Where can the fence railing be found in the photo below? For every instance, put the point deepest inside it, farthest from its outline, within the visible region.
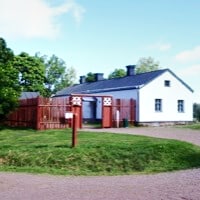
(49, 113)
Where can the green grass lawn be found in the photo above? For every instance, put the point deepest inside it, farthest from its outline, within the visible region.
(25, 150)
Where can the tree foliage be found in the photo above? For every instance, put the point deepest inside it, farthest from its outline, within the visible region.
(146, 65)
(196, 111)
(117, 73)
(9, 85)
(31, 73)
(57, 75)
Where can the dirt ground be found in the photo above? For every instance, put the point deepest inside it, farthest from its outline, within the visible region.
(180, 185)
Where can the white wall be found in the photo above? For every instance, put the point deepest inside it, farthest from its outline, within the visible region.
(169, 95)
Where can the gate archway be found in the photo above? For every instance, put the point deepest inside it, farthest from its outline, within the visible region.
(104, 109)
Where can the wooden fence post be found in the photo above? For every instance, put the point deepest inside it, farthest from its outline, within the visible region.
(74, 130)
(38, 114)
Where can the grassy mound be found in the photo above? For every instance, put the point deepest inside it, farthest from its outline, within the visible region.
(96, 154)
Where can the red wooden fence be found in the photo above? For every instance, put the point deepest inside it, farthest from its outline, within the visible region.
(40, 113)
(49, 113)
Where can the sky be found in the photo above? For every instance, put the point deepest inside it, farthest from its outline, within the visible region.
(99, 36)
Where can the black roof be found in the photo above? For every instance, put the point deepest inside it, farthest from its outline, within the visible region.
(115, 84)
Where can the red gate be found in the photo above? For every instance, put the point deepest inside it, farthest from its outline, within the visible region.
(106, 112)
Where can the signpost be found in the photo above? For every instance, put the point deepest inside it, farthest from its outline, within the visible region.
(73, 116)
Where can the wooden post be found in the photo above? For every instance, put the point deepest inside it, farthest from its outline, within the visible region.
(38, 117)
(74, 130)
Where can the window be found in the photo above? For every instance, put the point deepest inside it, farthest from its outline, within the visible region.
(167, 83)
(180, 105)
(158, 105)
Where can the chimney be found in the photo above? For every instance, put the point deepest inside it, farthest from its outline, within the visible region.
(82, 79)
(99, 77)
(130, 70)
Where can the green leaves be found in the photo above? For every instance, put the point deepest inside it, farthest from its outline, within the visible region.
(146, 65)
(9, 86)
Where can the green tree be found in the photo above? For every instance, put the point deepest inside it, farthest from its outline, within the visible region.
(196, 111)
(9, 85)
(31, 73)
(117, 73)
(90, 77)
(58, 76)
(146, 65)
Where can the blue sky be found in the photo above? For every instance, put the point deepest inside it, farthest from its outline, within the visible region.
(101, 35)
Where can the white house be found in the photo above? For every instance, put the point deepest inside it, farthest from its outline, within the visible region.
(161, 96)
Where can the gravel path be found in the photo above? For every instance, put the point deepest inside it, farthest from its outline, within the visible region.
(181, 185)
(183, 134)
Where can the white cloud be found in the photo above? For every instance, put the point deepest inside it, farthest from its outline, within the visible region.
(191, 71)
(160, 46)
(29, 19)
(189, 55)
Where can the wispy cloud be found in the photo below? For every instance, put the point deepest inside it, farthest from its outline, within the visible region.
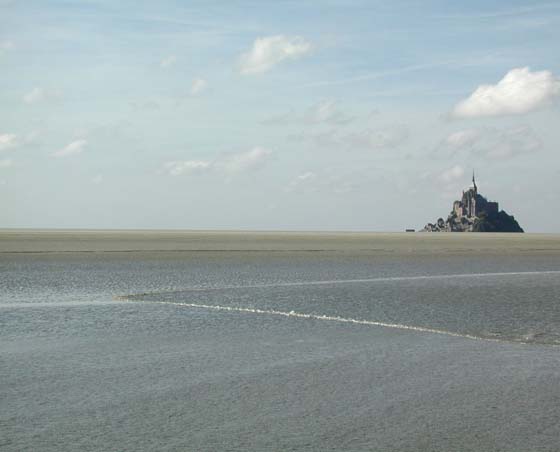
(39, 94)
(198, 86)
(519, 91)
(269, 51)
(228, 164)
(491, 142)
(6, 163)
(168, 61)
(73, 148)
(324, 112)
(6, 46)
(7, 141)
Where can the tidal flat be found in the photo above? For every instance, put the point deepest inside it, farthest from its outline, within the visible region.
(207, 340)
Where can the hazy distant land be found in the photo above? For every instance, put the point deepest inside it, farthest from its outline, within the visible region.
(42, 241)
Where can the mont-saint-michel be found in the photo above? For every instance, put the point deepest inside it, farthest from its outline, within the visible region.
(474, 213)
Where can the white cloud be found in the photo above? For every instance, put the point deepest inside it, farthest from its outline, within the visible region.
(178, 168)
(6, 163)
(267, 52)
(324, 112)
(519, 92)
(39, 94)
(198, 86)
(7, 141)
(168, 61)
(228, 163)
(452, 174)
(6, 46)
(304, 180)
(492, 143)
(245, 161)
(378, 139)
(73, 148)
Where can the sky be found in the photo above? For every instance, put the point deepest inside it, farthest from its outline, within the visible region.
(276, 115)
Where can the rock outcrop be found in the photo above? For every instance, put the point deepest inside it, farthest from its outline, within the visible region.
(474, 213)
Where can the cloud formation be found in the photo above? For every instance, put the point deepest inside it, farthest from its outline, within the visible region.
(519, 92)
(492, 143)
(6, 163)
(7, 141)
(73, 148)
(233, 163)
(39, 94)
(6, 46)
(269, 51)
(198, 86)
(378, 139)
(168, 61)
(452, 174)
(324, 112)
(178, 168)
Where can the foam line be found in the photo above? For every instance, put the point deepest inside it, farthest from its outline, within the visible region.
(344, 281)
(302, 315)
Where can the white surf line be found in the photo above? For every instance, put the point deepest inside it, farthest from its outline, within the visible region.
(342, 281)
(302, 315)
==============================
#### Set task:
Give the rows from the line with "Where can the mont-saint-michel" through the end of the rows as a two-column CSV with the columns text and answer. Use one line per row, and put each value in a single quoted field with its line breaks replaced by spaces.

#### Result:
text,answer
"Where can the mont-saint-michel be found in the photo above? For every instance, put the point deepest inside it, farthest from its outline, within the visible region.","(474, 213)"
"Where can the white cloud be found in the photo above? For every instance, put the point deepest inside it, farthest from its outline, within the visible region.","(178, 168) (6, 163) (267, 52) (324, 112) (519, 92) (39, 94) (198, 86) (7, 141) (168, 61) (228, 163) (452, 174) (6, 46) (304, 180) (492, 143) (245, 161) (378, 139) (73, 148)"
"Where can the sky be found in the photo above? For every instance, put the point deepest inside it, farthest from its outline, within the visible region.","(276, 115)"
"Where can the rock outcrop be found in the photo above? For every instance, put the point deepest inside it, farthest from its outline, within the visible region.","(474, 213)"
"Where can the cloud formation be found in the photo above? For every instance, put the point deepest inside it, farthest from its outline, within the visible region.","(519, 92) (492, 143) (6, 163) (7, 141) (73, 148) (233, 163) (39, 94) (6, 46) (269, 51) (198, 86) (378, 139) (168, 61) (452, 174) (324, 112) (178, 168)"
"Where can the foam line be found in the photo above? For every instance, put the point deepest inside it, farthest from its outline, within the visible region.","(344, 281) (302, 315)"
"Where can the white surf line be found in the photo above? For every instance, put the point deepest inside it, farthest from its outline, within the visible region.","(342, 281) (302, 315)"